▶ _Text provided_
Investing In Real Estate? Or How Many Mortgages Make a Mortgage Mortgage?

Too Much Money, Not Enough Mortgages...


There are many variables to consider when/if you decide to jump into real estate investment. Like...how do I do it? Can I afford it? Do I even want to do it? Before you jump into looking for your first investment property, here are some important considerations to make.

So much money to burn...
Investable Funds Sit down with your financial adviser (first step; get a financial adviser). Talk with them about how much can you actually afford to invest? 
What are your expenses? How much do you have set aside for emergency funds? Real estate investment will tie up your funds for some time and if you need to liquefy your assets quickly, this could become an issue. You may need to consider a moderate initial investment amount and strategize accordingly - investing in smaller deals, partnering with others or investing in assets that you can readily exit from or all the above.


Timing When do you want to get your principal back? When do you want to start getting a return happening in regards to cash flow? When is the latest you can afford to get your capital back? Knowing these answers will help narrow what asset types and deal scenarios will fit your needs. For example, if you need immediate and consistent cash flow but don't need the capital back at a definite time, then income generating rental properties may be a good choice. 
However, if you're looking at 'flipping houses' or to get in and out within a relatively short time frame with a potential for a significant gain, you'll need to look into more opportunistic deals that will give you that chance for a quick return on your investment.

If this is your Dad, lenders will like you better. 
Effort Owning real estate involves a fair amount of upkeep, depending on your direction. Anyone can be a slumlord or a house-flipper if you have the time, energy, enthusiasm for mandatory court appearances due to disgruntled tenants. How much effort can you afford to put into your choice or real estate investment?

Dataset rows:
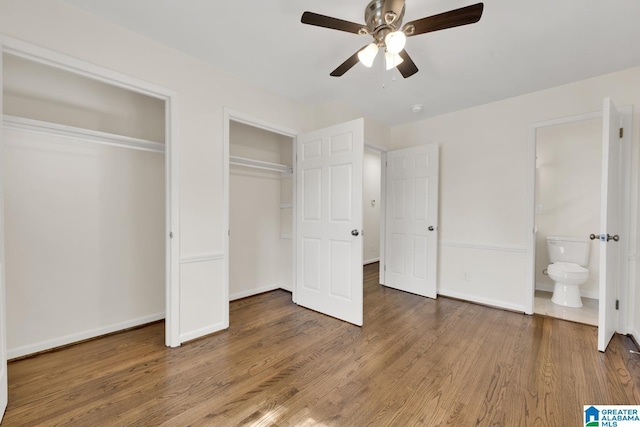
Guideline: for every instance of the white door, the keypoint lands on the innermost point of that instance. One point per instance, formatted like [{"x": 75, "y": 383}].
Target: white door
[
  {"x": 411, "y": 229},
  {"x": 609, "y": 224},
  {"x": 329, "y": 221}
]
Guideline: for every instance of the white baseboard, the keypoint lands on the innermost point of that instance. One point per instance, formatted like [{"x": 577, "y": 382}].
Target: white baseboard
[
  {"x": 252, "y": 292},
  {"x": 635, "y": 334},
  {"x": 583, "y": 293},
  {"x": 192, "y": 335},
  {"x": 12, "y": 353},
  {"x": 484, "y": 301}
]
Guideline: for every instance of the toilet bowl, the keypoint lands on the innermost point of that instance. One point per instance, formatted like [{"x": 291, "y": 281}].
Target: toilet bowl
[
  {"x": 569, "y": 257},
  {"x": 567, "y": 277}
]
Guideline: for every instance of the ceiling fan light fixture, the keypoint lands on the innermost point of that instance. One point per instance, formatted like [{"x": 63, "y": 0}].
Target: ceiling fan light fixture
[
  {"x": 368, "y": 54},
  {"x": 395, "y": 41},
  {"x": 392, "y": 60}
]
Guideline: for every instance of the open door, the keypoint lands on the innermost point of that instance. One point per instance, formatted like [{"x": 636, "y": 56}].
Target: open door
[
  {"x": 329, "y": 221},
  {"x": 411, "y": 229},
  {"x": 609, "y": 224}
]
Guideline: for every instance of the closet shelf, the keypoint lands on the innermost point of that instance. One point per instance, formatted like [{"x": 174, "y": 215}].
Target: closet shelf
[
  {"x": 86, "y": 135},
  {"x": 258, "y": 164}
]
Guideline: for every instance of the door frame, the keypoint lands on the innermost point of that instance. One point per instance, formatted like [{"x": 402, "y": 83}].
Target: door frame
[
  {"x": 383, "y": 197},
  {"x": 626, "y": 273},
  {"x": 172, "y": 185},
  {"x": 230, "y": 115}
]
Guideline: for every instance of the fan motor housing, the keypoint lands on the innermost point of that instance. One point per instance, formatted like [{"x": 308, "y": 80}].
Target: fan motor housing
[{"x": 374, "y": 18}]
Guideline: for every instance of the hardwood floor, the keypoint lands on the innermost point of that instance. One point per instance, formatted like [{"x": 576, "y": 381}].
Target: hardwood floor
[{"x": 415, "y": 362}]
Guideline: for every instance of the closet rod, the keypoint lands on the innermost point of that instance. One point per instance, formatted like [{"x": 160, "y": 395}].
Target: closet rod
[
  {"x": 87, "y": 135},
  {"x": 258, "y": 164}
]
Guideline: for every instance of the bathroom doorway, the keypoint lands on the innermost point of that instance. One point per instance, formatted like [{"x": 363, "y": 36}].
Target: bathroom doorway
[
  {"x": 567, "y": 204},
  {"x": 614, "y": 230}
]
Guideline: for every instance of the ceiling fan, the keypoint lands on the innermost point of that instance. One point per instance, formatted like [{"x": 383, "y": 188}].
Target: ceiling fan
[{"x": 383, "y": 21}]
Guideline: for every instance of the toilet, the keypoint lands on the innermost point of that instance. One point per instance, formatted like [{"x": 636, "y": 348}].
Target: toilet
[{"x": 568, "y": 256}]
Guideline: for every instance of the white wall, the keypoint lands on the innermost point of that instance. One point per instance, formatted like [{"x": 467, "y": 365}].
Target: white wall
[
  {"x": 568, "y": 180},
  {"x": 202, "y": 92},
  {"x": 84, "y": 227},
  {"x": 260, "y": 259},
  {"x": 371, "y": 167},
  {"x": 483, "y": 182},
  {"x": 40, "y": 92}
]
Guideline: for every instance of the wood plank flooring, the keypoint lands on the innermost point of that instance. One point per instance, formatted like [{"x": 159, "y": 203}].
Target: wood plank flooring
[{"x": 416, "y": 361}]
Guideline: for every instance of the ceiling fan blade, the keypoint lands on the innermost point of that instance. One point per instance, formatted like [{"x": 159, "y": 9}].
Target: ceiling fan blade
[
  {"x": 318, "y": 20},
  {"x": 453, "y": 18},
  {"x": 394, "y": 6},
  {"x": 407, "y": 67},
  {"x": 346, "y": 65}
]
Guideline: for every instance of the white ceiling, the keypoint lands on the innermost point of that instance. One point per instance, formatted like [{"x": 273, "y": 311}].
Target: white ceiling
[{"x": 517, "y": 47}]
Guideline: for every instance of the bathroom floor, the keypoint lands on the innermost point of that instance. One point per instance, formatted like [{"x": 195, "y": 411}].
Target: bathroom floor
[{"x": 588, "y": 314}]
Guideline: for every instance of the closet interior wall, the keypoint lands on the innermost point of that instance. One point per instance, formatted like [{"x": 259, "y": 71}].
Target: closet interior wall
[
  {"x": 260, "y": 211},
  {"x": 84, "y": 221}
]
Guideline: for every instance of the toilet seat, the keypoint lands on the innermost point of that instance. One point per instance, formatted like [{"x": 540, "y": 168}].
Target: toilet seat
[
  {"x": 566, "y": 268},
  {"x": 568, "y": 277}
]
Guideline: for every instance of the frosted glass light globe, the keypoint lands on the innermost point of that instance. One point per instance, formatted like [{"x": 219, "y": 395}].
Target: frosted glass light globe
[{"x": 395, "y": 41}]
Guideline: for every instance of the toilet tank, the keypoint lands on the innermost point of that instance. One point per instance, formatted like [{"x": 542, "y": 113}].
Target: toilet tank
[{"x": 568, "y": 249}]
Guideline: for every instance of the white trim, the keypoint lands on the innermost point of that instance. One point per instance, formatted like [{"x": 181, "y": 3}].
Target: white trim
[
  {"x": 255, "y": 122},
  {"x": 375, "y": 147},
  {"x": 4, "y": 388},
  {"x": 583, "y": 293},
  {"x": 236, "y": 116},
  {"x": 635, "y": 334},
  {"x": 191, "y": 259},
  {"x": 86, "y": 135},
  {"x": 199, "y": 333},
  {"x": 254, "y": 173},
  {"x": 81, "y": 336},
  {"x": 483, "y": 301},
  {"x": 259, "y": 164},
  {"x": 172, "y": 161},
  {"x": 483, "y": 246},
  {"x": 252, "y": 292},
  {"x": 76, "y": 66},
  {"x": 383, "y": 218}
]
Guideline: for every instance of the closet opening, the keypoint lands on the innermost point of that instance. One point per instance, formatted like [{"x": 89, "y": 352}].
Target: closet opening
[
  {"x": 261, "y": 206},
  {"x": 86, "y": 172}
]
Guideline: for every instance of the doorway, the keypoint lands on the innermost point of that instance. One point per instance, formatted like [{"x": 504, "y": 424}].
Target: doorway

▶ _Short exercise 1_
Write out the part of the real estate investing article starting at "So much money" and ending at "all the above.".
▶ _Short exercise 2_
List every question posed in the "Timing" section of the real estate investing article.
▶ _Short exercise 3_
Extend the real estate investing article, picking up right after its last sentence.

▶ _Response 1_
So much money to burn...
Investable Funds Sit down with your financial adviser (first step; get a financial adviser). Talk with them about how much can you actually afford to invest? 
What are your expenses? How much do you have set aside for emergency funds? Real estate investment will tie up your funds for some time and if you need to liquefy your assets quickly, this could become an issue. You may need to consider a moderate initial investment amount and strategize accordingly - investing in smaller deals, partnering with others or investing in assets that you can readily exit from or all the above.

▶ _Response 2_
- When do you want to get your principal back?
- When do you want to start getting a return happening in regards to cash flow?
- When is the latest you can afford to get your capital back?

▶ _Response 3_
With each investment, you will have to put in time and effort into doing your due diligence, the negotiations, closing of the purchase, building/renovating your investment the of course the day-to-day upkeep once the investment is ready for sale or rent. Then you have to close the deal, if that is what you wish to do. 
While not all projects will go through all of these stages, any investment will require time and effort for you to properly evaluate the opportunities and to carry it out. If you're looking for something that you can invest in and be mostly hands off, you'll be looking at assets that don't require construction, remodeling, and dealing with the necessary permits and/or negotiations with the relevant trades. But if you've got the time and the incentive to take on more challenging projects, you will have more options. Generally, the more difficult and risky a project, the greater the returns you should expect. Fewer potential investors will mean less competition when it comes to final sales price. 

Distance & Travel It's true that nothing stops you from investing in a property 1000 miles from where you live, but what will you do if you need to take care of an issue that involves the property? What about a tenant problem? There are many rental management companies out there but in the end, most are only the primary contact for your renter and cost only a fraction of the amount compared to traveling and hotel stays. It could also take time...lots of it. But if you are able and willing to invest travel time and costs, you'll have far more investment options than if you're only able to look in your immediate vicinity. It will also diversify your investments across more markets and asset types, which helps hedge against area-specific risks such as new codes, rezoning, and tax increases.

If  either of these guys is your partner, lenders will like you better.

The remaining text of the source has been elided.